[Provided information start]

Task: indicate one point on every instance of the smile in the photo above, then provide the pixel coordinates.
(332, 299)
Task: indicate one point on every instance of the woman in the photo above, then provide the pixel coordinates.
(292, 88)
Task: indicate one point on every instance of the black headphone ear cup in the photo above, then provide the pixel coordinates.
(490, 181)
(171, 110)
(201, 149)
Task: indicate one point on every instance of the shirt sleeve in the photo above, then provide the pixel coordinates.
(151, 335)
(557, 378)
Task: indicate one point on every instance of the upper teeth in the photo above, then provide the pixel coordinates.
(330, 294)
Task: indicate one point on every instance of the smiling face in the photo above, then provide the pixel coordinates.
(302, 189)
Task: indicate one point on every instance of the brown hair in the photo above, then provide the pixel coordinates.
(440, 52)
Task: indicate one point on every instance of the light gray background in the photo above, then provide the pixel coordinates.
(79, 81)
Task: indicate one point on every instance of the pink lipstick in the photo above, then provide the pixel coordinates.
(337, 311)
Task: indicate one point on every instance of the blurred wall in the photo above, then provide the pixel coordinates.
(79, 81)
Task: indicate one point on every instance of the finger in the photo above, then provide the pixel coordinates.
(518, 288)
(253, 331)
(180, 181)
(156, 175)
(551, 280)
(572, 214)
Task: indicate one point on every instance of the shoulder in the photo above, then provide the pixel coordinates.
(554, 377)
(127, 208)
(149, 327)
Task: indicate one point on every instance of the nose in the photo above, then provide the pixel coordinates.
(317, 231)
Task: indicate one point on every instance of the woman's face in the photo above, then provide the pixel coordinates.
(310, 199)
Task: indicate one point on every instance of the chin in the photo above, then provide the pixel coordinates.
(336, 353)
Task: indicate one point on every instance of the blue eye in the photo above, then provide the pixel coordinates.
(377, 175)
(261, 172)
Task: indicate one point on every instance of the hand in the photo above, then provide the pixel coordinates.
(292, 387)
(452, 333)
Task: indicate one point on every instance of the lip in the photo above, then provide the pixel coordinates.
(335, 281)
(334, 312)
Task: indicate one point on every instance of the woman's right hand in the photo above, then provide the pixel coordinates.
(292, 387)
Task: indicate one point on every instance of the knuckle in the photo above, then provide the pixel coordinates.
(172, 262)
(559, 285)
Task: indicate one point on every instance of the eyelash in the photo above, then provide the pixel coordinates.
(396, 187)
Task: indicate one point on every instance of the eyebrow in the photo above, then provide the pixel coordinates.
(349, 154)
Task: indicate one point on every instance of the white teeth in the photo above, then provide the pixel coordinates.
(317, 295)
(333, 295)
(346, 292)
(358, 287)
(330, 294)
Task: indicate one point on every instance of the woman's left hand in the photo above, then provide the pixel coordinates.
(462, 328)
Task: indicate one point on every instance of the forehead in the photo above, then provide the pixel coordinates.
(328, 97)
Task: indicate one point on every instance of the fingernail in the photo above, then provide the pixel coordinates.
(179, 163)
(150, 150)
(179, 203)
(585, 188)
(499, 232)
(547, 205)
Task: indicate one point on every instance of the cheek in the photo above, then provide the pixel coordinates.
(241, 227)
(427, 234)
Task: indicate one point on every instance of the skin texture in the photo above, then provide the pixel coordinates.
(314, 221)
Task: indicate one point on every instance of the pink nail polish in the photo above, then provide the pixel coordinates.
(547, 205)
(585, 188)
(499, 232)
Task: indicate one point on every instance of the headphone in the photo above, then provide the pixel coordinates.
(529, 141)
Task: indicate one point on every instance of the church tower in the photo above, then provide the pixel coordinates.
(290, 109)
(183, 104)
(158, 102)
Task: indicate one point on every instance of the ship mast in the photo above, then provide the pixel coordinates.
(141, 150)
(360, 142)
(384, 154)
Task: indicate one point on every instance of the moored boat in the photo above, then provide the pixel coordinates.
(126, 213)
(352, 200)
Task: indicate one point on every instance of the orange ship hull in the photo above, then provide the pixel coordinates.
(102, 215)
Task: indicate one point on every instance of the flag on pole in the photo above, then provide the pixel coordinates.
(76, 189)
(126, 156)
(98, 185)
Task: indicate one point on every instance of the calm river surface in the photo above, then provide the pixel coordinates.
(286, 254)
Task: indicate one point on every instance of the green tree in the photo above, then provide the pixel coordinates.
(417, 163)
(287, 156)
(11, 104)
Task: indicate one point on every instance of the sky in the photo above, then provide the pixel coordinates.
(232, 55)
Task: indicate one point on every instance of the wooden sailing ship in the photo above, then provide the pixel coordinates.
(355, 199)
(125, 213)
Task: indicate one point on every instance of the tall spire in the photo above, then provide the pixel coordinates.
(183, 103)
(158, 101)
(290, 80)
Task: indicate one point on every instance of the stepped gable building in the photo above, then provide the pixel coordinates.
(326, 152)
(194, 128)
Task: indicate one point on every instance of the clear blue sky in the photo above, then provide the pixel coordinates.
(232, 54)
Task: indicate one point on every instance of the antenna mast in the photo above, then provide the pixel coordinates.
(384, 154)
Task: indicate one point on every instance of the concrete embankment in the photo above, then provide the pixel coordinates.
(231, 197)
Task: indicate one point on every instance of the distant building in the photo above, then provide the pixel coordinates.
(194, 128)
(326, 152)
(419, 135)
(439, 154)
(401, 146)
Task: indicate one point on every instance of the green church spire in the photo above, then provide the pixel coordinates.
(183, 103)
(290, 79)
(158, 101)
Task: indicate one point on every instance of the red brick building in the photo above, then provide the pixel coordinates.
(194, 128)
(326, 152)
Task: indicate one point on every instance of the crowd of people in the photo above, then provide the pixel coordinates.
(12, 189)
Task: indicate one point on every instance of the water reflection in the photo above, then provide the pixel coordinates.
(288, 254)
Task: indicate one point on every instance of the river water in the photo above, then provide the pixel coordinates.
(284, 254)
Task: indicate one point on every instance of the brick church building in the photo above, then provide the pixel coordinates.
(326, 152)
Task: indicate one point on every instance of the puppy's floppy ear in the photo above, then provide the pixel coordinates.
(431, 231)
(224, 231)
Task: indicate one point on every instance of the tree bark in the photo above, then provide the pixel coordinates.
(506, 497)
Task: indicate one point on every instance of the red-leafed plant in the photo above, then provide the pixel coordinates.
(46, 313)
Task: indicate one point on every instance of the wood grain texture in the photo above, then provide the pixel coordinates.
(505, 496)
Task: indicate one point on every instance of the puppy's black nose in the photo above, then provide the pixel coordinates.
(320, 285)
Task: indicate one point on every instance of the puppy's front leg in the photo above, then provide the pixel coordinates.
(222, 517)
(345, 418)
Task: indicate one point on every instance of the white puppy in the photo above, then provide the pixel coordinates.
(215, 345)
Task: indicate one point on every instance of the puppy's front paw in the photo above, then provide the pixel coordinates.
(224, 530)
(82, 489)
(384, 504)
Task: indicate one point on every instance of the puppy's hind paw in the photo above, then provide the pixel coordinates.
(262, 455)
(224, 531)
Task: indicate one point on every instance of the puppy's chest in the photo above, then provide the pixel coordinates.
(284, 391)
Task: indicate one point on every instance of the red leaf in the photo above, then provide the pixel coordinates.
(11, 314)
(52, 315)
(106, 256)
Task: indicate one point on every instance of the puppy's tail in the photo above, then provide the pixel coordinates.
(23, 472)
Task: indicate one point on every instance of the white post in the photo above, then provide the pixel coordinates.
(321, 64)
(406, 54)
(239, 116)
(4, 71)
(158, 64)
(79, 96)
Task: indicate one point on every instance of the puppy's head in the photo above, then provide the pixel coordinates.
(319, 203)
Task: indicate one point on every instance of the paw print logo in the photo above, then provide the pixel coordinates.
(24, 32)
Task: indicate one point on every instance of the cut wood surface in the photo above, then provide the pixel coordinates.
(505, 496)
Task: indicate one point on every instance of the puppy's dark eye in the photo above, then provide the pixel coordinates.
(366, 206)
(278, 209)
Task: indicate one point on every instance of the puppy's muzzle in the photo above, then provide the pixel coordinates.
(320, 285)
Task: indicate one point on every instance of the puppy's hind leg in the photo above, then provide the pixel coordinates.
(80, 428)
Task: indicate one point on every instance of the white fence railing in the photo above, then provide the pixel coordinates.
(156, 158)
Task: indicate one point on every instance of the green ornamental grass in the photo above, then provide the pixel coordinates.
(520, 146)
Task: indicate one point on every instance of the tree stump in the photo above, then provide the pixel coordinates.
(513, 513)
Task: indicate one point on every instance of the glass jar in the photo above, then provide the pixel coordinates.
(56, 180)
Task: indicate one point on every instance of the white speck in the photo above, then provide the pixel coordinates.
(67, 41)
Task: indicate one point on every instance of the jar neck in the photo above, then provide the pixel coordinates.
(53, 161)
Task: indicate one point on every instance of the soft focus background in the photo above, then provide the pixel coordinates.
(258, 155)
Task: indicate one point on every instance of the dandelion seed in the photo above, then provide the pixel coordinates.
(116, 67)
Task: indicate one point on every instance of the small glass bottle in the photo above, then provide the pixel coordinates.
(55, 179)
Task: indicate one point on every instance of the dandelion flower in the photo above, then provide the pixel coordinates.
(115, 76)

[Provided information end]

Request: Take the line that contains "Task: indicate one point on every instance of the glass" and every line after it through the last one above, and write them all out again, scaling each coordinate in the answers by 2 and rounding it to a whole number, with halves rounded up.

Exercise output:
Task: indicate one point on every instance of the glass jar in the photo above, then provide the pixel coordinates.
(112, 360)
Task: indicate one point on every instance of the white speck in the photo above, then provide the pixel coordinates.
(134, 82)
Task: indicate one point on every instance of the jar neck in the photo above, then provide the pixel coordinates.
(106, 322)
Task: indicate one point on every instance of the soft focus background in the photo above, then provide the pixel coordinates.
(516, 310)
Task: indicate one point on every instance of the dandelion seed in the photo above, then provide the pixel coordinates.
(232, 134)
Task: indicate one point on every instance of the small glass bottle in the photo above, then provide the pixel coordinates.
(110, 358)
Task: indicate one point on every instance of the dandelion flower in the photo above, then provide the pixel coordinates.
(230, 152)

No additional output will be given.